(Extracted records)

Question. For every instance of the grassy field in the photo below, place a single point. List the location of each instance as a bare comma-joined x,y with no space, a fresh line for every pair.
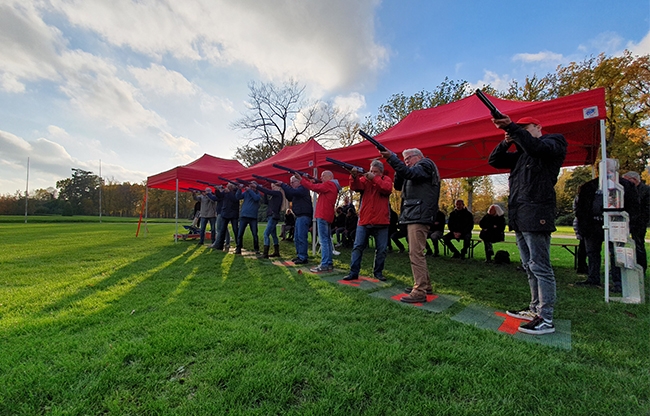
96,321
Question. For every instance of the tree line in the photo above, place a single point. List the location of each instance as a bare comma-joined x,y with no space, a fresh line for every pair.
280,116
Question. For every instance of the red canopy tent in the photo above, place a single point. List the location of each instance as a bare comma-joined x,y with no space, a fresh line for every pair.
205,168
460,136
303,157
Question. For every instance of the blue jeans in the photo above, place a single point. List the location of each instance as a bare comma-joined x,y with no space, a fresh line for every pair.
213,230
220,224
325,239
535,252
223,231
271,230
361,242
243,223
301,232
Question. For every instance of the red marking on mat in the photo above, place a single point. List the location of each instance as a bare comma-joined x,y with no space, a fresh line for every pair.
510,325
398,297
357,282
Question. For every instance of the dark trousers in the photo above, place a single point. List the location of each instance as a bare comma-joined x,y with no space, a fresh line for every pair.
467,238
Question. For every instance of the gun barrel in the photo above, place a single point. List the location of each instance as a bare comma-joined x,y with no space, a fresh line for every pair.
301,173
372,140
486,101
264,178
345,165
228,180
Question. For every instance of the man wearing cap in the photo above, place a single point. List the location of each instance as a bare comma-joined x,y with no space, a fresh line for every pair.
639,225
248,215
208,213
534,165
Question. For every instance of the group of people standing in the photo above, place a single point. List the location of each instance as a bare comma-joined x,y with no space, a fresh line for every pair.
532,158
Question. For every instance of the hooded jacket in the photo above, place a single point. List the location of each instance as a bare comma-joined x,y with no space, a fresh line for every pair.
534,167
420,186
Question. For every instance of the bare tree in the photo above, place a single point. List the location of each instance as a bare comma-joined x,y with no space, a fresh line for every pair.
280,116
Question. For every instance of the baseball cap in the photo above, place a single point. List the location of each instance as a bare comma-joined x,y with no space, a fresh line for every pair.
528,120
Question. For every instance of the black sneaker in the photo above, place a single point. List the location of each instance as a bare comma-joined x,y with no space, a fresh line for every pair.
525,314
410,289
538,326
588,282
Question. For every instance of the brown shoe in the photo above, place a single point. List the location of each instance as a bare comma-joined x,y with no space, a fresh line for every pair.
409,289
414,299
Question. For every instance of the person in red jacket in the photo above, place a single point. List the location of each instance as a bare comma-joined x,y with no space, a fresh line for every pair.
374,217
328,192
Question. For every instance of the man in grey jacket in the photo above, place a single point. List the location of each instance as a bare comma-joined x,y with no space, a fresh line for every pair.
534,166
418,179
208,213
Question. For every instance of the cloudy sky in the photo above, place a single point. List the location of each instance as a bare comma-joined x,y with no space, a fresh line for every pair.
146,85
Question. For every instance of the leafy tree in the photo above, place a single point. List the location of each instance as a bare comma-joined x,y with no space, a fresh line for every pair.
280,116
626,80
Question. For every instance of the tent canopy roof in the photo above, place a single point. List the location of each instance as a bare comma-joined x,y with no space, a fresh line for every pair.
205,168
460,136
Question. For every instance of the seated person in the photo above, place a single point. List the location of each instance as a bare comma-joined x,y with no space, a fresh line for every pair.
286,233
461,223
493,225
338,226
351,220
435,233
392,229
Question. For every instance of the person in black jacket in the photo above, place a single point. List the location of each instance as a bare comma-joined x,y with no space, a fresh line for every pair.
418,179
493,225
273,198
461,223
534,165
589,212
303,210
230,214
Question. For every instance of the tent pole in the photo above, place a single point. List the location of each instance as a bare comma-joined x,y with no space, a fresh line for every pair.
314,225
603,187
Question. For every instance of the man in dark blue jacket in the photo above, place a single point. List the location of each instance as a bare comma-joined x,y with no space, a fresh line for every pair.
230,214
273,198
534,166
303,210
418,179
248,215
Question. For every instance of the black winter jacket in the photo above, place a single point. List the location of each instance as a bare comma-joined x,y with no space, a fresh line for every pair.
534,167
420,186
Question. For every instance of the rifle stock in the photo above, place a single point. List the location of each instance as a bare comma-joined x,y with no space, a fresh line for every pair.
493,110
345,165
299,172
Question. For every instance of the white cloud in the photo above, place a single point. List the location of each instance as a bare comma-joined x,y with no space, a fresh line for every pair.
29,47
182,146
641,48
351,103
163,81
540,57
309,39
498,82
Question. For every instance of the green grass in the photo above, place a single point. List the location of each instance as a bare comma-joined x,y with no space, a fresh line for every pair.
96,321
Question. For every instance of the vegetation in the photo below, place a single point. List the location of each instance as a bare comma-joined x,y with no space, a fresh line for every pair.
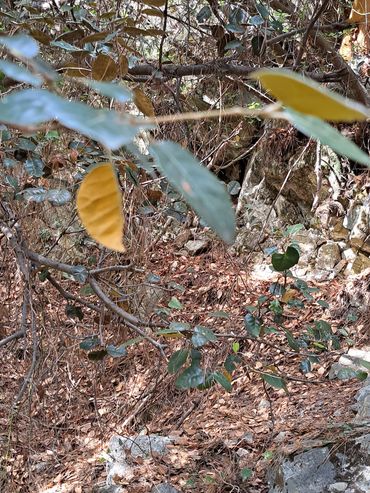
119,119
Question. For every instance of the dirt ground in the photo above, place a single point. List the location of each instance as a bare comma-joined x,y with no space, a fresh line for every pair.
74,405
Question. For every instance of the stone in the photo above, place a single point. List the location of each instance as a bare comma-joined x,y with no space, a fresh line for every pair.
138,446
338,487
164,488
308,242
328,256
348,361
339,232
196,247
361,263
108,489
308,472
119,473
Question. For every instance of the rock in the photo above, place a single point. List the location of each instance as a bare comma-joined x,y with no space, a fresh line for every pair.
308,242
308,472
164,488
137,446
119,473
339,232
328,256
348,362
337,487
182,238
361,263
196,247
360,232
108,489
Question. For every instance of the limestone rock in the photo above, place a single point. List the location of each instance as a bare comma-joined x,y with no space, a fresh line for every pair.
328,256
138,446
196,247
308,472
164,488
350,361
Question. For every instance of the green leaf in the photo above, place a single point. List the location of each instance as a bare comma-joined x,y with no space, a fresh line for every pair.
284,261
89,343
32,107
274,381
204,14
219,314
326,134
201,189
80,274
191,378
236,347
66,46
177,359
252,325
174,303
26,108
223,381
34,167
97,355
305,366
323,303
116,351
292,230
202,335
291,340
231,361
347,373
179,326
74,311
35,194
246,473
20,45
16,72
362,362
110,90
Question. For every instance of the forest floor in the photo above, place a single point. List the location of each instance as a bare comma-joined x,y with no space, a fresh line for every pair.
75,405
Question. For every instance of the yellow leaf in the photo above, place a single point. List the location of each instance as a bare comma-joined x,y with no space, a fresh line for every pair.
360,11
104,68
154,3
308,97
143,103
99,207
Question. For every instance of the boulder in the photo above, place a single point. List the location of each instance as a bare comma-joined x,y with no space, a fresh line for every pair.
328,256
164,488
196,247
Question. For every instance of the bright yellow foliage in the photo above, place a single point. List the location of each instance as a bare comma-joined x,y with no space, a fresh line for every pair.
308,97
99,205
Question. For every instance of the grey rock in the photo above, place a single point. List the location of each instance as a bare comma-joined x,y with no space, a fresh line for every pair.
119,472
328,256
108,489
164,488
309,472
338,487
196,247
350,361
139,446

TASK TO COMPLETE: You need to copy every entry exactly, taking out only the pictures.

PROBLEM SOLUTION:
Question. For every instance of the grassy field in the photo below, place a single point. List the location of each instance as a bare comma-joined x,y with no space, a fresh line for every pair.
96,321
Question. For every instance of the tree line in the photo above, place a single point. List the location of each instance as a bare comma-joined x,y with no space, a fresh line for every pair.
280,116
Question. For every instance of the red canopy tent in the photo above, place a single point. List the location of each instance as a bare comma-joined x,y with no space, a fresh line for every pair.
205,168
460,136
303,157
Question. For every instance of the blue jeans in the photo above, place a single point. List the location of each instance as a bare comma-joined x,y with no space, a fresh line for every pair.
213,230
220,224
325,239
535,252
223,231
271,230
361,242
243,223
301,232
Question. For every instance of the red marking on mat in the photo above, place a single point. List the location of each instance as a bare comma-joined x,y with no space, a fresh line for every pair.
510,325
398,297
357,282
Question. For every instance of the dark trousers in the photo above, place a single point. List the location of each instance as a bare comma-joined x,y with no space, a fresh line for every pair.
467,238
Question. For every instance of the gun barrel in the photo above, place a single point. List the location of each instance as a bare comma-joined x,y with no space, a fresh line for every pair.
301,173
372,140
486,101
264,178
345,165
228,180
Question. For every instance of the man wearing cap in the photo above, place a single point. List the location of each instance as a bare comma-joined x,y with no space, a fresh line for every pair.
639,225
248,215
208,213
534,165
Question. For every instance of the group of people standing in the photo above, place a single point. List the location of each instance as a bare comma-joined x,y with no space, a fresh line for every pair.
532,158
Question. For every instance of the hooded jacket in the photo above, place a single point. List the location of each instance as a bare comma-joined x,y with no space, a fresh line for every pair.
534,167
420,186
Question. For every instance of the bare tree in the photo above, place a single point. List the location of each instance as a bare comma-joined x,y with no space, a fresh line for every pair.
280,116
Question. For every instance of the baseball cap in the photo above, place a single point. List the location of each instance as a bare comma-joined x,y with no space, a fresh line for every pair.
528,120
Question. For every instance of the black sneaker in the photo above, place a single point. List the location of each instance as a bare comma-joined x,y with no space, a fresh line for every pair.
525,314
410,289
538,326
588,282
Question. For every instance of the brown shoe in the photo above, place a single point. List the location of each instance as a bare comma-joined x,y with no space, a fresh line for every pair.
409,289
414,299
Question. For every instance of the person in red jacket in the photo above, place a single point. List the location of each instance as a bare comma-joined x,y with no space, a fresh line for every pair.
374,217
328,192
Question. For every instance of the man in grey jacket in the photo above, place a single point. List the location of each instance as a bare comma-joined x,y with no space, a fresh line for every pair.
534,166
418,179
208,213
Question. For every instance of the cloudy sky in the photo above, place a single point. List the location of each instance as a bare comma-joined x,y with no space, a fresh line for every pair.
146,85
Question. For every instance of the leafy tree in the photo above, place a single point. List the location of each instance as a bare comma-joined x,y with no space, a fresh line for every pair.
280,116
626,80
Question. For every instance of the tent canopy roof in the photo above, place a single point. List the location of each instance as a bare comma-joined x,y with no space, a fresh line for every pair.
205,168
460,136
Question. For every instance of the seated person in the photo above, place a single point. List the location of each instance as a bare comma-joined x,y with no space, a fresh line for every pair.
286,233
461,223
493,225
338,226
351,220
435,233
392,229
Question. For every instance of the person in black jacket in the photo above, place a single point. List the location of each instance as a bare comma-joined x,y with no space, a fresh line for every pair.
418,179
493,225
273,198
461,223
534,165
589,212
303,210
230,214
Question. For every instance of the tent pole in the photo above, place a single point. List the location of each instance as a bare comma-joined x,y with no space, a fresh line for every pair.
314,225
603,187
Question. For every instance of the man in dark blue jacket in the photo above, place a single point. List the location of each instance as a bare comma-joined x,y with no space, a fresh line for every pair.
230,214
273,198
534,166
303,210
418,179
248,215
Question. For every instance of the black winter jacket in the photo above, place a single point. List the location of each instance as a bare comma-joined x,y with no space, a fresh line for every pair.
534,167
420,186
Question. For every instance of the rifle stock in the photo above, place a single point. List the location of each instance as a bare comma-joined x,y with no space, a fresh line for every pair.
493,110
345,165
299,172
Question. For every instance of the white cloud in the photo above, place a single point. List the location of each instance as a bare comma-joined x,y with no space, a fresh line for every pair.
29,47
182,146
641,48
351,103
163,81
540,57
309,39
498,82
Question. For every instance of the green grass in the photo above, place a single point. List the location of each instance as a bare comma-joined x,y with no space, a fresh line for every pair.
96,321
Question. For every instance of the vegetation in the photo below, place a single point. List the location of each instance as a bare comma-joined x,y with no space, a fresh line for every pair.
119,119
Question. For every instance of the dirt ground in the photo above, place a single point. List the location of each instance as a bare comma-joined x,y with no space, a fresh line for every pair.
74,405
Question. For every instance of the stone in the photo above, place a single point. List the location of each instance as a bare comma-joined x,y with no space, a fresh line for every pair.
138,446
338,487
164,488
308,242
328,256
348,361
339,232
196,247
361,263
108,489
308,472
119,473
Question. For every instance of the rock in the photo above, place a single point. List the location of each instance as a bare comma-joined x,y with no space, a fresh line for every pair.
308,242
308,472
164,488
137,446
119,473
339,232
328,256
348,362
337,487
182,238
361,263
196,247
360,232
108,489
Question. For every instance of the limestone rock in the photo above, place a single point. List the location of each instance as a bare comma-joined x,y with no space, a fresh line for every pair.
328,256
138,446
196,247
308,472
164,488
350,361
Question. For every instance of the green leaf in the photo above, place a single point. List the location of each instance as a bare comma-joined x,y with no space, a fresh line for every pair.
284,261
89,343
32,107
274,381
204,14
219,314
326,134
201,189
80,274
191,378
236,347
66,46
177,359
252,325
174,303
26,108
223,381
34,167
97,355
305,366
323,303
116,351
292,230
202,335
291,340
231,361
347,373
179,326
74,311
35,194
246,473
20,45
16,72
362,362
110,90
Question. For every instance of the forest floor in the photo above, place a single point. List the location of each instance as a bare comma-joined x,y with no space, a fresh line for every pair.
75,405
Question. For every instance of the yellow leaf in the photo above, place a single point. List the location of each instance as a bare comma-joined x,y with no space, a fresh line for every pair.
360,11
104,68
154,3
308,97
143,103
99,207
Question. For every instance of the boulder in the photo above, place a single point. List the location of each instance as a bare comma-joined x,y with no space, a fresh line for every pair.
328,256
164,488
196,247
Question. For every instance of the bright yellow foliage in the photo above, place a single point. List the location of each instance as a bare comma-joined x,y with no space, a fresh line for every pair.
308,97
99,205
Question. For every instance of the grey rock in the photo above, place a single point. List the location of each instance as a bare comma-joined x,y with no space, a fresh line for every pair.
119,472
328,256
108,489
164,488
309,472
338,487
196,247
350,361
139,446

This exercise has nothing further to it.